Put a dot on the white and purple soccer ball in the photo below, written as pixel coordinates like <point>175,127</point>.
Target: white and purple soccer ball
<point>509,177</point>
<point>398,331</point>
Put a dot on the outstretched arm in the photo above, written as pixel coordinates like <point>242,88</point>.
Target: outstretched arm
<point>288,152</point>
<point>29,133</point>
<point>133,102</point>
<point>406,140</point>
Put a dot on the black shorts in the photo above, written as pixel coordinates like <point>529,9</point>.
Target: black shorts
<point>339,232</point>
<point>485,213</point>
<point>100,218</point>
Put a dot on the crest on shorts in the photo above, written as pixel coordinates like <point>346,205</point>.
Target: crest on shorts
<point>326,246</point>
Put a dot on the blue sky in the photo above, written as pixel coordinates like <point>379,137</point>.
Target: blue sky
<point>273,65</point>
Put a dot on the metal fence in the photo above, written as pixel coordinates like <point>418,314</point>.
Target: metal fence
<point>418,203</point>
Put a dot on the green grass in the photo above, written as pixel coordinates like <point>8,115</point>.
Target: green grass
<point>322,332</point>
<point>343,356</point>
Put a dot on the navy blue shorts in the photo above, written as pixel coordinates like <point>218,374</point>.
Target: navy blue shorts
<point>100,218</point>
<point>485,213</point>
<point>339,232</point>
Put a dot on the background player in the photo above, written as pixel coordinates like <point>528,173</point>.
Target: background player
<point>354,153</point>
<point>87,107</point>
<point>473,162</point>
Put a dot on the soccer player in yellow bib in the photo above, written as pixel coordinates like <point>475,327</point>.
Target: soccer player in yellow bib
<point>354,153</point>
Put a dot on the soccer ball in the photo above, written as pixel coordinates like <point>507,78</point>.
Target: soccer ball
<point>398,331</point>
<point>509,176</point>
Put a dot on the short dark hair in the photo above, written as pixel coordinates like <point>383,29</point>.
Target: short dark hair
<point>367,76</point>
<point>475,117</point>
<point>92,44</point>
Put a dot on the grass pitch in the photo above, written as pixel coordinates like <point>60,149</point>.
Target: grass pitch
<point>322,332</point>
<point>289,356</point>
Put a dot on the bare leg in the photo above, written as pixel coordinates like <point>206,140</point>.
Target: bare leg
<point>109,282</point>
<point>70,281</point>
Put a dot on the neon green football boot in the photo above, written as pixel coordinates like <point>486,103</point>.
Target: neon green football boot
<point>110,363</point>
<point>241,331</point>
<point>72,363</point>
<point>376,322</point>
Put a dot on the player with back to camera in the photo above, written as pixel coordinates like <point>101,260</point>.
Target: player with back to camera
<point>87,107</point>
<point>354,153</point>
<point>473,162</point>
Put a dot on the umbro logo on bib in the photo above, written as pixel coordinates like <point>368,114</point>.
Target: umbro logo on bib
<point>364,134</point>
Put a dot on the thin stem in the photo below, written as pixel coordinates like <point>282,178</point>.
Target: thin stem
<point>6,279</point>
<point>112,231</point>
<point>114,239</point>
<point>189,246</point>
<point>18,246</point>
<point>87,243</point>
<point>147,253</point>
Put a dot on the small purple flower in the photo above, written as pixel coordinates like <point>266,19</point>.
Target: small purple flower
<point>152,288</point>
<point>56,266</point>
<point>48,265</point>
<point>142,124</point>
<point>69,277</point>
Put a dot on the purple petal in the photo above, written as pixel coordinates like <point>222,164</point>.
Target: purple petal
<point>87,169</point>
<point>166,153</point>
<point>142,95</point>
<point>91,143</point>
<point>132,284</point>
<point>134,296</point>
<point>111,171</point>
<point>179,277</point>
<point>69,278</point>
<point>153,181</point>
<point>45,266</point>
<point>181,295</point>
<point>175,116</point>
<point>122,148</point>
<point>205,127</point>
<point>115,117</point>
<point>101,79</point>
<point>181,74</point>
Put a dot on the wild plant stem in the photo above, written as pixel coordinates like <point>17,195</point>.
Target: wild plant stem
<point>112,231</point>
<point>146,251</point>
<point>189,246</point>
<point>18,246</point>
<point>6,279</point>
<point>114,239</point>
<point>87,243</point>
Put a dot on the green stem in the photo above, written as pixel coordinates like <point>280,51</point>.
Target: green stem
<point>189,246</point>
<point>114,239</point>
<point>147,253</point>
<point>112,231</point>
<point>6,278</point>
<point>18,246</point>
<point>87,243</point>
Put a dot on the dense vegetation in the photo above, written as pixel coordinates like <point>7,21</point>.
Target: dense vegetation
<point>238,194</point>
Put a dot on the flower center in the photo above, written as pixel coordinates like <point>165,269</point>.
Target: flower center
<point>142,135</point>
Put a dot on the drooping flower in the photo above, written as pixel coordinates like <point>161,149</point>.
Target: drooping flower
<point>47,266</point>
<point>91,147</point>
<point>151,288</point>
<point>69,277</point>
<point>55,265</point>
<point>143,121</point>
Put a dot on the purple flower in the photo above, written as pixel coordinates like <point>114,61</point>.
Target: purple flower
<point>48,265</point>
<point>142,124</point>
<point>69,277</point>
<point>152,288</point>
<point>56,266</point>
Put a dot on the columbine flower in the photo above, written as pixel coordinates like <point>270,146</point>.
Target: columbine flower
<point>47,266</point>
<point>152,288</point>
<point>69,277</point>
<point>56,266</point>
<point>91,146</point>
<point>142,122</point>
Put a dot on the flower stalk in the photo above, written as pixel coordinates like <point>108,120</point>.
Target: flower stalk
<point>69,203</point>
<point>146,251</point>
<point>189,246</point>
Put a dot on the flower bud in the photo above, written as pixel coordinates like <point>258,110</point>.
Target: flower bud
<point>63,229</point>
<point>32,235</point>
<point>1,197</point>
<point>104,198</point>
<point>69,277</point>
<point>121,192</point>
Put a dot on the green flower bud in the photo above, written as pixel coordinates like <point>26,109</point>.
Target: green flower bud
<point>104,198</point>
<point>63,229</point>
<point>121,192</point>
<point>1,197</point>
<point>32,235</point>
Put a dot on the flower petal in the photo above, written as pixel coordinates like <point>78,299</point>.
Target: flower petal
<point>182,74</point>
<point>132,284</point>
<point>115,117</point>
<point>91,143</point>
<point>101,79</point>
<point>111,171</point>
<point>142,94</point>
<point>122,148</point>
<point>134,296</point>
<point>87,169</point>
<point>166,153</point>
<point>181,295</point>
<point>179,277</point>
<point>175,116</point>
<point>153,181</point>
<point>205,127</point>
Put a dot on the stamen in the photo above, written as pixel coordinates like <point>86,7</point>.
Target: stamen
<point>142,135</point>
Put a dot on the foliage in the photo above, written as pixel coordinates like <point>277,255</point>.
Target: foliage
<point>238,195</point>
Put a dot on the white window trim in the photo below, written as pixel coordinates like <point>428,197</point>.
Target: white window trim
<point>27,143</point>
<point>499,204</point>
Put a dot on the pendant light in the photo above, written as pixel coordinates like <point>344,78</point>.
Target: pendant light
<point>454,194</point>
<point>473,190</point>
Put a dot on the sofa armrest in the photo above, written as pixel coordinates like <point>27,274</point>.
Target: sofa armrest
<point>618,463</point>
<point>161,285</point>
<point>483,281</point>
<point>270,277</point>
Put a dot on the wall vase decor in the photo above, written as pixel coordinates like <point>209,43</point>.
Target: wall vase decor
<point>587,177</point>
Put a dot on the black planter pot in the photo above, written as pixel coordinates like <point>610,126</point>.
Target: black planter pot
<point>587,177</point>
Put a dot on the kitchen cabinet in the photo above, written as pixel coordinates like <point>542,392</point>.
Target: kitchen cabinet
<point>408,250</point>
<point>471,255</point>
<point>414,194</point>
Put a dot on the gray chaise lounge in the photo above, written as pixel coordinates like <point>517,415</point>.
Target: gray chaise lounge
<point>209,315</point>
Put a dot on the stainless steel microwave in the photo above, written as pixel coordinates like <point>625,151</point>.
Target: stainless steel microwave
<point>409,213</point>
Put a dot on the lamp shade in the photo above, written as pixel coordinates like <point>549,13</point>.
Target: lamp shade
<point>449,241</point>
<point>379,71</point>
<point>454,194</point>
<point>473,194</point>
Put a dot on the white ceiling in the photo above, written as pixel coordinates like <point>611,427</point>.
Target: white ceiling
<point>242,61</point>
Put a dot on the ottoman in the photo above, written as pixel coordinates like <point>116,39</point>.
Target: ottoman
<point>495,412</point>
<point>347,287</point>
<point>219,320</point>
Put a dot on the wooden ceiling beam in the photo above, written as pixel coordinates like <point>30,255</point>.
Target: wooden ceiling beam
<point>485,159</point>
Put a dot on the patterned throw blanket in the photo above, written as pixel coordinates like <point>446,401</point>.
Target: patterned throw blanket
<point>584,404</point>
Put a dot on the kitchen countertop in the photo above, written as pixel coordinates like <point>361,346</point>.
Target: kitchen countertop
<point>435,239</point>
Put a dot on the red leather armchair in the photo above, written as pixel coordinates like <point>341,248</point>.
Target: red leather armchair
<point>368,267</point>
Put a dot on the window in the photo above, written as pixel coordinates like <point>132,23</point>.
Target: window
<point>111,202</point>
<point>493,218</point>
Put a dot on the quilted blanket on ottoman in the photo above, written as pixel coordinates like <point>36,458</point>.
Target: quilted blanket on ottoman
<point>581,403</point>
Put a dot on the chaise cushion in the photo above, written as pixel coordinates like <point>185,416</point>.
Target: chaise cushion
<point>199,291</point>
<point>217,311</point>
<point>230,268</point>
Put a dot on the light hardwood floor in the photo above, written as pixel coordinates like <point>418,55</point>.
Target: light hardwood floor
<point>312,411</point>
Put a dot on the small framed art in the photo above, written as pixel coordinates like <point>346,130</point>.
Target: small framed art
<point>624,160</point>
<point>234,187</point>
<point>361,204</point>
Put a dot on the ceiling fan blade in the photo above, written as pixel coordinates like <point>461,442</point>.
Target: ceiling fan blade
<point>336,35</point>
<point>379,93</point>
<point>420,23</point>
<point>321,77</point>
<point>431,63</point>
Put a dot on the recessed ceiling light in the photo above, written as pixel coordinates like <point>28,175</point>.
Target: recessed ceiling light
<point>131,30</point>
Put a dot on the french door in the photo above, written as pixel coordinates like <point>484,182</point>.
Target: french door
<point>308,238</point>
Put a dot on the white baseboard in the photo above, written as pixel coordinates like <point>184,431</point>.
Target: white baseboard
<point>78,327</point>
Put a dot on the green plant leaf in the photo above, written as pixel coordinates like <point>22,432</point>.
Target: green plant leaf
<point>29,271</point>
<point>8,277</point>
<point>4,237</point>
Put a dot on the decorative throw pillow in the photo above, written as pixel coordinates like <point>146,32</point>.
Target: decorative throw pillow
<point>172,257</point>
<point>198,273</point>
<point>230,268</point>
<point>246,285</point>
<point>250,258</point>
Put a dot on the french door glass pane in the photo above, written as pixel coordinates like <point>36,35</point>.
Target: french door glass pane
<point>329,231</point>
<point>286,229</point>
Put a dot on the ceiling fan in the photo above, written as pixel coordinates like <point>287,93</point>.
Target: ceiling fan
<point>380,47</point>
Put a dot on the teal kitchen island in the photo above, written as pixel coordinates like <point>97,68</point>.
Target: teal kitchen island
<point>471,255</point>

:::

What is needed :: Quote exactly the line containing "Put a dot on the green plant" and every later line through the end of the listing, and no other lines.

Answer to this task ::
Put a dot on the green plant leaf in the photo above, written as pixel coordinates like <point>22,432</point>.
Target: green plant leaf
<point>29,271</point>
<point>8,277</point>
<point>4,237</point>
Put a dot on the decorative throw pillow in the photo above, written as pixel coordinates like <point>146,32</point>.
Target: decorative throw pillow
<point>172,257</point>
<point>198,273</point>
<point>230,268</point>
<point>246,285</point>
<point>250,258</point>
Put a dot on the french door glass pane in the photo above, written as pixel coordinates like <point>36,35</point>.
Target: french door glass pane
<point>329,231</point>
<point>286,229</point>
Put a dot on the ceiling fan in the photo above, written as pixel coordinates like <point>287,93</point>.
Target: ceiling fan
<point>380,47</point>
Put a dot on the teal kitchen island in the photo above, written as pixel coordinates like <point>97,68</point>.
Target: teal kitchen island
<point>471,255</point>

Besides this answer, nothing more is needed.